PROBLEM TO SOLVE:
Please work out how many lines include the word "Reviewer" in the entries, and reply with only the count.

SOURCE MATERIAL:
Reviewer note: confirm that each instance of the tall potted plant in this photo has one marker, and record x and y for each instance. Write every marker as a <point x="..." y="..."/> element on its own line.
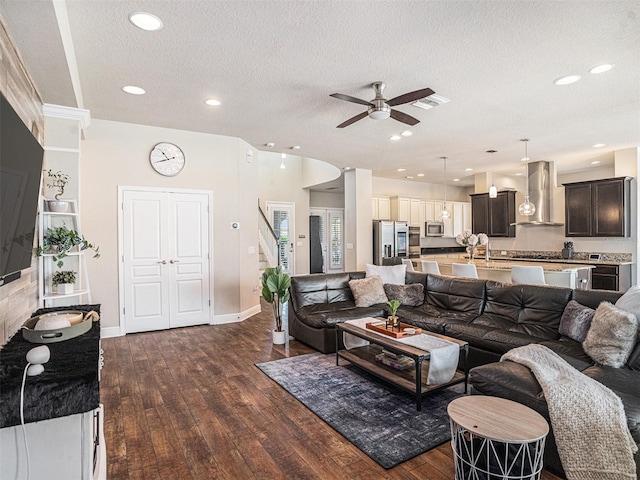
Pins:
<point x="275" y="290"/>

---

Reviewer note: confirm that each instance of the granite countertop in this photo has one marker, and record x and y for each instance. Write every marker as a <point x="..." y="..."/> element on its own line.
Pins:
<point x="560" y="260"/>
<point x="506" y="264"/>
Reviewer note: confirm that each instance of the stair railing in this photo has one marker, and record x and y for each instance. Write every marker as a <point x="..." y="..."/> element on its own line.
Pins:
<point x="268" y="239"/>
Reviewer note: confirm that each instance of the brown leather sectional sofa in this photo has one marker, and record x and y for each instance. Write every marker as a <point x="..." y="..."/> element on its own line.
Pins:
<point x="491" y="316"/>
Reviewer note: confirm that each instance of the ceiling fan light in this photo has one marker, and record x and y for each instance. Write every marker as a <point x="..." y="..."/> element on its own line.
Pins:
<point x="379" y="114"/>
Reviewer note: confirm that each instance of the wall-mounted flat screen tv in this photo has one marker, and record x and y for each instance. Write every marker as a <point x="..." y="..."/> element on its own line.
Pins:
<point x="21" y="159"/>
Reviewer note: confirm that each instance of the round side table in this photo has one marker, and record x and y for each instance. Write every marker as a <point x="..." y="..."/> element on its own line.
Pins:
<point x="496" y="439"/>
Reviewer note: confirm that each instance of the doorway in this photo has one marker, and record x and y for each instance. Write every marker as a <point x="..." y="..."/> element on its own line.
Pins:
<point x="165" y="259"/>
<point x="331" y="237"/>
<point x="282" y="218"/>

EXPECTED OUTPUT:
8